Stated exercise
Repeat the listing verbatim, starting with its first line and going on through the line that contains "55 215 L 42". Leave the pictures out of your answer.

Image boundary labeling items
======

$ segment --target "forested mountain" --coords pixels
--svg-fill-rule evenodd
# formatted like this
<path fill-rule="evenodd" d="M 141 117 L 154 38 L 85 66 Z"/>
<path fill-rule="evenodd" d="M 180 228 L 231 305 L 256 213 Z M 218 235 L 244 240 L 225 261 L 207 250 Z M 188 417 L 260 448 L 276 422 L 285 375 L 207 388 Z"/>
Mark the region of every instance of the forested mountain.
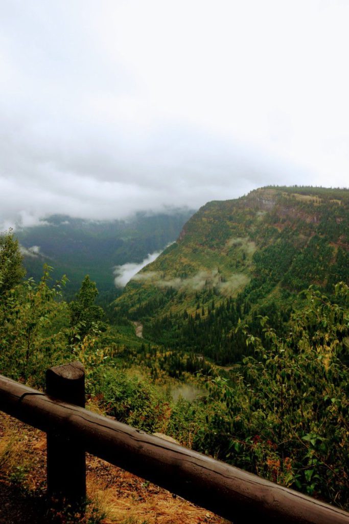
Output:
<path fill-rule="evenodd" d="M 348 283 L 348 203 L 347 189 L 297 187 L 209 202 L 127 285 L 117 313 L 142 320 L 159 343 L 239 361 L 239 319 L 263 339 L 267 315 L 282 333 L 299 291 L 313 285 L 331 296 Z"/>
<path fill-rule="evenodd" d="M 55 215 L 42 225 L 16 231 L 16 235 L 26 248 L 24 263 L 27 276 L 40 279 L 46 263 L 53 268 L 53 278 L 69 276 L 66 296 L 76 292 L 88 274 L 100 294 L 114 293 L 115 297 L 114 267 L 140 263 L 149 253 L 163 249 L 175 239 L 193 212 L 138 213 L 128 220 L 110 221 Z"/>
<path fill-rule="evenodd" d="M 287 252 L 288 245 L 297 246 L 296 239 L 300 235 L 305 236 L 305 224 L 309 227 L 307 239 L 302 237 L 301 246 L 288 266 L 284 266 L 283 273 L 280 270 L 275 273 L 276 255 L 273 256 L 272 252 L 268 257 L 262 256 L 283 240 L 284 229 L 279 224 L 284 223 L 278 218 L 278 213 L 288 208 L 282 202 L 292 202 L 297 213 L 305 209 L 298 207 L 299 198 L 288 197 L 287 190 L 282 191 L 280 200 L 278 193 L 279 190 L 271 193 L 260 191 L 252 193 L 252 198 L 250 195 L 232 203 L 208 205 L 186 226 L 186 234 L 182 235 L 177 247 L 162 257 L 163 262 L 164 259 L 169 264 L 175 255 L 177 264 L 174 265 L 173 274 L 170 274 L 169 267 L 167 277 L 163 270 L 163 280 L 177 278 L 183 286 L 183 281 L 192 278 L 194 287 L 193 276 L 175 274 L 180 270 L 180 263 L 182 271 L 186 270 L 185 260 L 188 265 L 189 263 L 194 265 L 195 259 L 190 257 L 193 248 L 198 250 L 194 255 L 201 255 L 207 264 L 206 266 L 202 264 L 200 270 L 215 272 L 213 277 L 223 275 L 225 280 L 212 285 L 208 277 L 201 289 L 172 285 L 167 290 L 159 288 L 156 280 L 148 286 L 143 282 L 138 289 L 143 304 L 136 300 L 134 285 L 141 286 L 140 281 L 136 280 L 128 287 L 123 302 L 119 299 L 117 303 L 119 315 L 131 297 L 135 301 L 133 314 L 140 316 L 141 313 L 143 318 L 149 319 L 144 335 L 148 332 L 163 340 L 167 333 L 171 343 L 167 346 L 154 344 L 150 338 L 138 337 L 134 326 L 124 319 L 116 323 L 117 319 L 114 318 L 108 322 L 103 316 L 102 309 L 95 303 L 97 289 L 88 276 L 69 302 L 62 297 L 64 279 L 52 285 L 48 267 L 39 281 L 24 280 L 18 241 L 10 232 L 0 235 L 0 373 L 42 389 L 48 367 L 77 359 L 86 368 L 87 407 L 91 409 L 140 430 L 165 433 L 189 448 L 349 509 L 348 368 L 346 365 L 349 350 L 349 288 L 345 283 L 337 284 L 332 292 L 331 284 L 334 277 L 347 279 L 347 266 L 339 263 L 340 253 L 343 252 L 342 260 L 347 256 L 344 233 L 342 230 L 333 233 L 331 226 L 346 227 L 346 193 L 340 196 L 339 192 L 336 199 L 331 195 L 330 200 L 342 202 L 333 208 L 334 221 L 333 210 L 324 215 L 327 220 L 320 213 L 321 205 L 324 213 L 333 202 L 319 203 L 317 215 L 303 211 L 301 232 L 296 232 L 296 221 L 295 232 L 286 237 L 289 242 L 284 242 L 284 250 Z M 267 194 L 273 196 L 268 200 Z M 252 215 L 251 207 L 247 206 L 249 199 L 250 202 L 256 200 L 261 206 L 273 206 L 271 210 L 257 208 L 254 212 L 263 219 L 254 222 L 262 222 L 258 231 L 253 228 L 253 219 L 247 225 L 245 221 L 233 221 L 230 218 Z M 230 212 L 218 213 L 220 206 Z M 203 232 L 196 237 L 200 215 L 208 219 L 211 206 L 216 210 L 217 220 L 203 221 Z M 257 215 L 261 211 L 265 212 Z M 292 217 L 294 214 L 294 211 Z M 217 226 L 218 217 L 222 216 L 230 231 L 234 233 L 234 239 L 246 238 L 247 231 L 251 235 L 256 233 L 253 238 L 249 236 L 248 239 L 241 240 L 240 245 L 234 239 L 228 246 L 235 249 L 234 258 L 226 255 L 231 259 L 232 270 L 236 273 L 239 261 L 240 272 L 250 279 L 244 287 L 240 281 L 241 287 L 232 291 L 231 297 L 219 286 L 228 281 L 229 263 L 222 264 L 219 272 L 213 265 L 215 254 L 223 259 L 219 242 L 224 247 L 228 241 L 220 241 L 219 235 L 210 234 L 210 227 L 205 230 L 204 227 L 208 223 L 212 228 Z M 276 220 L 273 221 L 273 217 Z M 309 217 L 311 220 L 308 222 Z M 291 231 L 293 223 L 287 220 L 291 224 L 288 230 Z M 320 229 L 314 232 L 315 225 L 320 228 L 321 224 L 324 227 L 330 226 L 329 232 Z M 238 236 L 240 227 L 242 232 Z M 278 232 L 274 237 L 265 234 L 273 228 Z M 278 235 L 281 237 L 278 243 Z M 232 237 L 228 236 L 228 241 Z M 325 242 L 321 249 L 314 251 L 311 243 L 317 237 Z M 206 237 L 207 245 L 211 247 L 205 247 Z M 255 243 L 254 249 L 249 252 L 244 246 L 252 242 Z M 309 246 L 313 249 L 312 258 L 304 255 L 310 249 Z M 330 259 L 323 254 L 328 249 L 333 249 Z M 182 258 L 178 254 L 181 251 Z M 280 253 L 283 259 L 282 249 L 274 253 L 278 256 Z M 240 257 L 237 256 L 239 253 Z M 296 262 L 302 254 L 306 261 L 303 263 L 303 274 L 309 275 L 309 268 L 312 268 L 312 278 L 316 272 L 322 276 L 317 278 L 312 289 L 302 292 L 301 298 L 294 300 L 299 284 L 298 280 L 290 283 L 290 268 L 292 265 L 297 267 Z M 196 259 L 198 267 L 199 259 Z M 210 260 L 211 266 L 208 264 Z M 330 267 L 324 266 L 323 270 L 320 263 L 323 260 Z M 312 265 L 309 260 L 312 261 Z M 156 264 L 154 266 L 141 274 L 155 279 L 155 271 L 159 270 Z M 334 277 L 331 276 L 333 275 Z M 199 280 L 197 277 L 195 281 Z M 254 282 L 256 282 L 254 286 Z M 327 297 L 322 292 L 324 288 L 328 289 Z M 255 302 L 249 302 L 249 297 L 258 290 L 260 296 L 256 294 Z M 210 294 L 206 302 L 204 300 L 205 292 L 208 296 Z M 294 311 L 288 319 L 283 308 L 285 304 L 290 307 L 292 301 Z M 149 312 L 144 309 L 147 303 Z M 256 317 L 263 308 L 269 321 Z M 283 315 L 286 324 L 281 322 Z M 243 319 L 240 324 L 239 316 Z M 271 326 L 273 323 L 276 329 Z M 255 336 L 257 325 L 259 336 Z M 241 363 L 235 363 L 229 370 L 222 369 L 195 354 L 198 349 L 218 361 L 235 358 L 240 359 Z M 239 349 L 242 354 L 250 351 L 250 356 L 240 358 L 237 353 Z M 186 389 L 192 394 L 186 398 Z M 178 391 L 184 392 L 183 396 Z M 0 462 L 3 465 L 7 464 L 6 478 L 10 482 L 20 478 L 32 486 L 29 463 L 25 462 L 22 453 L 10 454 L 21 449 L 16 447 L 17 441 L 13 438 L 12 433 L 8 445 L 0 449 Z M 12 463 L 7 461 L 9 456 L 15 457 Z"/>

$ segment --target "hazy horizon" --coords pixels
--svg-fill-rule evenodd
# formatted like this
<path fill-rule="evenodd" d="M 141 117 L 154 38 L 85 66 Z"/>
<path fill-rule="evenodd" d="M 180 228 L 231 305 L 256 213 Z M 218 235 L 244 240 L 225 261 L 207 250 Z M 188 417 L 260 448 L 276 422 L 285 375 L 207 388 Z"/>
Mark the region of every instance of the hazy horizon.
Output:
<path fill-rule="evenodd" d="M 0 5 L 2 228 L 347 187 L 347 3 Z"/>

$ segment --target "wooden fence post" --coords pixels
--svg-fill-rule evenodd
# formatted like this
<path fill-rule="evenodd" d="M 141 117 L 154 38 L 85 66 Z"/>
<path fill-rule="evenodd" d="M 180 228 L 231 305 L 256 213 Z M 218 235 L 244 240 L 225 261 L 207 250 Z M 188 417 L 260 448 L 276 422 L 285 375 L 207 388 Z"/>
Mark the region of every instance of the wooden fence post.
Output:
<path fill-rule="evenodd" d="M 85 407 L 85 370 L 80 362 L 46 372 L 46 392 L 64 402 Z M 73 508 L 86 498 L 85 449 L 53 426 L 47 432 L 47 490 L 49 497 Z"/>

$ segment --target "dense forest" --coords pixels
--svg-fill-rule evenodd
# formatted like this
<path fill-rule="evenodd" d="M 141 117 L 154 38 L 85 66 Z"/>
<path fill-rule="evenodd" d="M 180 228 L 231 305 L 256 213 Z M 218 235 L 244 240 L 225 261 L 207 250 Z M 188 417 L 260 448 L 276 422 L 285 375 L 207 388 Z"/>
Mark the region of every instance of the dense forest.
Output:
<path fill-rule="evenodd" d="M 26 278 L 3 234 L 0 372 L 42 388 L 78 359 L 87 408 L 349 509 L 349 192 L 327 191 L 210 203 L 107 310 L 88 276 L 70 301 Z"/>
<path fill-rule="evenodd" d="M 349 282 L 348 203 L 347 190 L 296 187 L 209 202 L 129 282 L 117 311 L 159 343 L 239 362 L 239 319 L 267 346 L 261 316 L 283 333 L 301 290 L 331 296 Z"/>
<path fill-rule="evenodd" d="M 140 263 L 178 236 L 194 211 L 139 212 L 123 220 L 93 221 L 66 215 L 47 217 L 37 225 L 16 228 L 28 276 L 41 278 L 44 263 L 52 277 L 69 275 L 64 296 L 73 298 L 88 273 L 96 282 L 100 303 L 107 304 L 121 291 L 114 285 L 115 266 Z"/>

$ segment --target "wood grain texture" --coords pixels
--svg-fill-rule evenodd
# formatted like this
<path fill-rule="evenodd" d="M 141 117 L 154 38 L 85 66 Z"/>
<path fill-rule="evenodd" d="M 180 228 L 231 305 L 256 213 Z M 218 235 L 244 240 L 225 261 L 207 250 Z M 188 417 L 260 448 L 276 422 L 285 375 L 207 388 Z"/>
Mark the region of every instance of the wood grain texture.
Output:
<path fill-rule="evenodd" d="M 59 425 L 89 453 L 234 524 L 349 524 L 336 508 L 1 375 L 0 409 L 44 431 Z"/>
<path fill-rule="evenodd" d="M 78 362 L 46 372 L 50 397 L 85 407 L 85 370 Z M 85 449 L 80 439 L 62 433 L 60 424 L 47 432 L 47 492 L 58 504 L 79 507 L 86 498 Z"/>

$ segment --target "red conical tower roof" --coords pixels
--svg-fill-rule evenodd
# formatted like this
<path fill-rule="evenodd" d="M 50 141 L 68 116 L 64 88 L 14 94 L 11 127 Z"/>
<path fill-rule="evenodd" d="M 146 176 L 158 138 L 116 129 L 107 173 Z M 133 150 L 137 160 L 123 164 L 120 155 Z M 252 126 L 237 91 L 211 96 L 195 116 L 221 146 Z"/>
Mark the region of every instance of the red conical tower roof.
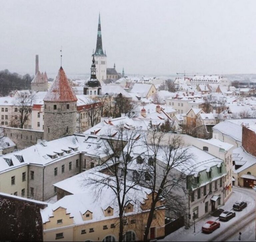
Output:
<path fill-rule="evenodd" d="M 77 101 L 62 66 L 45 95 L 44 101 L 57 102 Z"/>

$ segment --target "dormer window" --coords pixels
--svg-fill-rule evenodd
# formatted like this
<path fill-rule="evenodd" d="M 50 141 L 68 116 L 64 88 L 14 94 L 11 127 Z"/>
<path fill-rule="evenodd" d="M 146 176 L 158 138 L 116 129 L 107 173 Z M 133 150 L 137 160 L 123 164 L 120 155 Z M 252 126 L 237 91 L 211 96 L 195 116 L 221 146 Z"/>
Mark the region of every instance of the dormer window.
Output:
<path fill-rule="evenodd" d="M 149 157 L 148 159 L 148 165 L 154 166 L 154 159 L 152 157 Z"/>
<path fill-rule="evenodd" d="M 4 159 L 9 166 L 12 166 L 13 165 L 13 163 L 12 163 L 11 159 L 9 159 L 7 158 L 4 158 Z"/>
<path fill-rule="evenodd" d="M 132 178 L 134 181 L 139 180 L 139 173 L 137 171 L 134 171 L 132 173 Z"/>
<path fill-rule="evenodd" d="M 151 180 L 151 176 L 148 172 L 145 173 L 145 181 L 150 181 Z"/>
<path fill-rule="evenodd" d="M 137 164 L 142 164 L 143 163 L 144 159 L 141 158 L 140 156 L 139 156 L 137 158 L 136 160 Z"/>

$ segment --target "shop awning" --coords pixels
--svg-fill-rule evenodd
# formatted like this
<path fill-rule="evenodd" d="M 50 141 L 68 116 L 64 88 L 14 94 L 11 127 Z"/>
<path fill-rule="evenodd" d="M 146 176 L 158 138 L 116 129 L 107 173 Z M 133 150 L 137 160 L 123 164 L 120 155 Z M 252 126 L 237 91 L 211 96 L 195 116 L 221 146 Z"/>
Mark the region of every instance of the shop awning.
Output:
<path fill-rule="evenodd" d="M 219 198 L 220 198 L 220 197 L 214 195 L 211 198 L 211 200 L 216 202 Z"/>
<path fill-rule="evenodd" d="M 249 175 L 248 174 L 243 174 L 241 176 L 241 178 L 246 178 L 251 179 L 252 180 L 256 180 L 256 177 L 252 175 Z"/>

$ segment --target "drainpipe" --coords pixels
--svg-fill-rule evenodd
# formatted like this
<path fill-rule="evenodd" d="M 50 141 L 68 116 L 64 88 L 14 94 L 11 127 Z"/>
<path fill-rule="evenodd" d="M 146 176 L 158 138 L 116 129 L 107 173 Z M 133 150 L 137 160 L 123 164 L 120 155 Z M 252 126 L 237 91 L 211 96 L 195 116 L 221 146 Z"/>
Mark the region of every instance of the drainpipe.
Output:
<path fill-rule="evenodd" d="M 45 167 L 44 167 L 44 168 L 43 168 L 43 201 L 44 200 L 44 169 L 45 168 Z"/>

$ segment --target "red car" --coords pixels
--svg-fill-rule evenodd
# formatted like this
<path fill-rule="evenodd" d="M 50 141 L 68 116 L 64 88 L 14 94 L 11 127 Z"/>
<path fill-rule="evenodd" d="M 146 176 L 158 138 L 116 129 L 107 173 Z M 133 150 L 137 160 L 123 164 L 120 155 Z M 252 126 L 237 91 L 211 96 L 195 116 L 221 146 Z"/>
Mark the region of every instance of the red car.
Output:
<path fill-rule="evenodd" d="M 212 233 L 215 229 L 220 227 L 220 224 L 214 221 L 207 221 L 202 227 L 202 231 L 205 233 Z"/>

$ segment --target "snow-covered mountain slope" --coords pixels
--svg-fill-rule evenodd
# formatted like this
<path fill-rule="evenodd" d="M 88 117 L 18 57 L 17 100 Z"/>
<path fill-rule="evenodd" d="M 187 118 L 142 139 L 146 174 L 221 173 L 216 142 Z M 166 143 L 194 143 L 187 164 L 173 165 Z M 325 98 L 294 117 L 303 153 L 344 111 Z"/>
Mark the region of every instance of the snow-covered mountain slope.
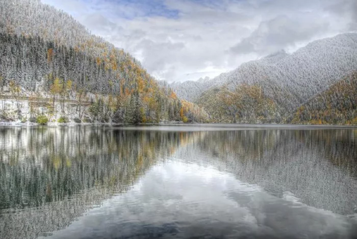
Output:
<path fill-rule="evenodd" d="M 357 34 L 346 33 L 314 41 L 295 53 L 284 51 L 242 64 L 204 82 L 170 86 L 179 97 L 195 101 L 204 91 L 242 83 L 263 87 L 267 97 L 291 111 L 344 76 L 357 69 Z"/>

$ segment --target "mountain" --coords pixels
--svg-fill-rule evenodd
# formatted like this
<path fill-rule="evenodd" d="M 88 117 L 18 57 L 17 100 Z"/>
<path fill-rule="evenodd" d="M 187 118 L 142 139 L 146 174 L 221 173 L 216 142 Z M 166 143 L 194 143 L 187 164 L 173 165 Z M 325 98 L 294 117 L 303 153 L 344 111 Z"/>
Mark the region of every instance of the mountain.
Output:
<path fill-rule="evenodd" d="M 357 125 L 357 71 L 299 107 L 287 121 L 292 124 Z"/>
<path fill-rule="evenodd" d="M 282 51 L 243 63 L 209 81 L 170 86 L 178 97 L 204 107 L 214 122 L 281 123 L 356 70 L 357 34 L 346 33 L 314 41 L 292 54 Z M 258 104 L 262 99 L 264 106 Z"/>
<path fill-rule="evenodd" d="M 291 112 L 357 69 L 356 56 L 357 34 L 346 33 L 314 41 L 291 55 L 282 51 L 243 63 L 205 83 L 188 82 L 170 86 L 178 97 L 194 101 L 215 87 L 233 89 L 242 83 L 258 84 Z"/>
<path fill-rule="evenodd" d="M 205 119 L 131 55 L 39 0 L 0 0 L 0 56 L 3 121 Z"/>

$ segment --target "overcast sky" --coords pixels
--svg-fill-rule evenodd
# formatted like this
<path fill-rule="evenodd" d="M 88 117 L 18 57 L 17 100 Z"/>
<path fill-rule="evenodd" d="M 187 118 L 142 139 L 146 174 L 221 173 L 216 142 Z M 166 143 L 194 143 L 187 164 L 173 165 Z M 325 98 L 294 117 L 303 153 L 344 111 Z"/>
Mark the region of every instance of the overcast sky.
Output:
<path fill-rule="evenodd" d="M 356 0 L 41 0 L 169 82 L 357 30 Z"/>

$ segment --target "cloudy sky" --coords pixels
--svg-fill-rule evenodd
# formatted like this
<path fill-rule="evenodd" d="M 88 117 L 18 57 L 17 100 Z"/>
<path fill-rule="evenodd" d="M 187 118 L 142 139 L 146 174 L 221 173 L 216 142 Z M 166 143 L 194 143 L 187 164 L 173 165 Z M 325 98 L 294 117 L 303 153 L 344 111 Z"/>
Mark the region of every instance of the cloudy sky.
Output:
<path fill-rule="evenodd" d="M 355 0 L 41 0 L 169 82 L 357 30 Z"/>

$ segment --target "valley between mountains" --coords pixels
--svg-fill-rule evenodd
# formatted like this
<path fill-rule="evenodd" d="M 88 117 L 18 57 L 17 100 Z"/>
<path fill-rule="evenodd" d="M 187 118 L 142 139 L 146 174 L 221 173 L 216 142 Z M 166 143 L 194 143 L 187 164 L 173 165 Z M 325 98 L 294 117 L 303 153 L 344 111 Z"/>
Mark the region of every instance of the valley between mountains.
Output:
<path fill-rule="evenodd" d="M 0 91 L 6 123 L 357 125 L 357 34 L 168 83 L 62 11 L 0 0 Z"/>

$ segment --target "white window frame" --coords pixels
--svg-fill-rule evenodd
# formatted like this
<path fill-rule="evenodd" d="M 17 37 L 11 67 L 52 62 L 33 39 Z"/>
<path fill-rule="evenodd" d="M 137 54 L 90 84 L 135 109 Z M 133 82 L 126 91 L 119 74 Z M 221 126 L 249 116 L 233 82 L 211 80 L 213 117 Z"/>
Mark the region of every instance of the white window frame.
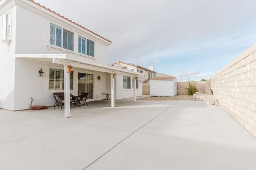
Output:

======

Output
$ segment --target "forested mountain" --coords pixels
--svg-fill-rule evenodd
# formatted like this
<path fill-rule="evenodd" d="M 141 117 L 154 38 L 85 66 Z"/>
<path fill-rule="evenodd" d="M 180 228 L 231 305 L 256 213 Z M 218 235 L 244 240 L 225 261 L 207 250 Z M 188 417 L 260 448 L 276 422 L 285 375 L 207 388 Z"/>
Mark the region of every instance of the forested mountain.
Output:
<path fill-rule="evenodd" d="M 348 283 L 348 203 L 347 189 L 297 187 L 209 202 L 127 285 L 117 313 L 142 320 L 159 343 L 239 361 L 239 319 L 263 339 L 267 315 L 282 333 L 299 291 L 313 285 L 331 296 Z"/>
<path fill-rule="evenodd" d="M 55 215 L 42 225 L 16 231 L 16 235 L 26 248 L 24 263 L 27 276 L 40 279 L 46 263 L 53 268 L 53 278 L 69 276 L 66 296 L 76 292 L 88 274 L 100 294 L 114 293 L 115 297 L 114 267 L 140 263 L 149 253 L 163 249 L 175 239 L 193 212 L 138 213 L 128 220 L 110 221 Z"/>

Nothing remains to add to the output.